▸ TAREA A REALIZAR:
Continúa el texto de abajo sobre Diego Echavarría y Doña Dita justo después de su última oración.

▸ FRAGMENTO DEL TEXTO:
□ □ □ □

A Diego Echavarría lo asesinaron el 19 de septiembre de 1971. ¿Era posible? El símbolo de la felicidad, la elite y el progreso antioqueño. ¿Era posible? Vivía en un cuarto separado de su esposa para llevar un estilo de vida tan medieval y europeo como alcanzara su esfuerzo. ¿Era posible? Fue el primer secuestrado en Antioquia, y el cuarto en Colombia ¿Era posible? Con su afinidad a la literatura de Cervantes y Francisco de Quevedo ¿Era posible? Que ante la negativa por pagar un rescate fue asesinado y se encontró luego de un mes de estar desaparecido. ¿Era posible? Sí, era posible, el rey del castillo, el Santo Patrono de Itagüí, la figura pública de Antioquia y el segundo dueño de aquel palacio maldito, había muerto.

¿Qué le quedaba a Benedikta? Por un lado, el apodado dulce y, a diferencia de sus demás posesiones, tan poco ufano: Doña Dita. Una habitación que nunca tuvo la compañía de Don Diego y que hoy, cuarenta y cinco años más tarde, mantiene el aura taciturna y abandonada de una mujer que vivió para contarlo pero que contó fue con amargura. En una casa tan grande, en un castillo en el país, a Doña Dita le tocó escapar a Ditaires para no morir de pena: una finca suya en Itagüí cuyo nombre era un juego de palabras entre ese apodo cálido que le habían dado y en alusión al choque de ventiscas que de todas las direcciones llegaban hasta la hacienda. La habitación, víctima de la melancolía, es la alcoba más opaca del lugar y, tal vez, aquella que menos recuerdos suscita: la más común, la menos amplia, la de la última sobreviviente pero que se apagó primero y para siempre.

□ □ □ □

▸ MATERIAL ENTREGADO:
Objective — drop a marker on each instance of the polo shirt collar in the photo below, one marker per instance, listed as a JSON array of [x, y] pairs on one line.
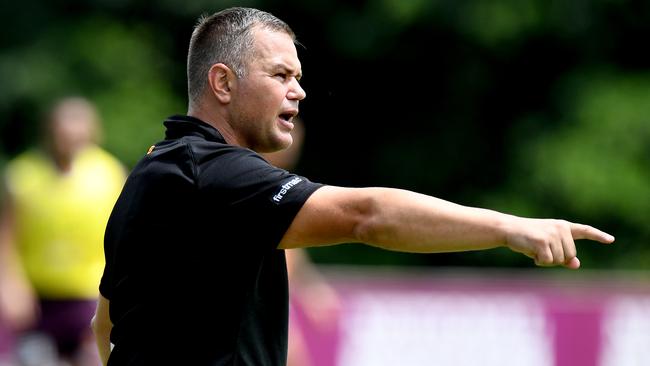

□ □ □ □

▸ RESPUESTA:
¿Y qué le queda a una historia sin rey ni princesa? Unos súbditos que nunca existieron más fueron reemplazados por admiradores y curiosos que creían que sería un mito aquello de un castillo en Medellín: no era, pues, ninguna leyenda urbana, y para demostrarlo  el castillo mismo había hecho una representación maquiavélica de los infortunios de una corta dinastía Antioqueña, una que no duró más allá de dos generaciones. La reina escaparía algún día de regreso a su Alemania natal y ahí se mezclaría dejando el título que ellos mismos habían fraguado cuando adquirieron la propiedad.

Tal vez para sellar la maldición el castillo hoy duerme bajo llave y sin nadie, más la nostalgia, que le habite. Tal vez la añoranza de sus visitantes, que le mantienen el ego arriba, es lo que ha contenido el embrujo que persiguió a sus dos únicos dueños. Tal vez era esto un cuento propio del maestro Edgar Alán Poe y de haberlo sabido desde un comienzo su final hubiese sido predecible. Tal vez, y solo tal vez, yo, mirando desde el balcón más alto hacia una Medellín colosal que se expandía, era el siguiente en la línea al trono de ese reino y no sabía si lo mío era un sueño cumplido o, pensando en los antecedentes, el inicio de una pesadilla.

¿Qué debería saber si usted quiere vivir esto?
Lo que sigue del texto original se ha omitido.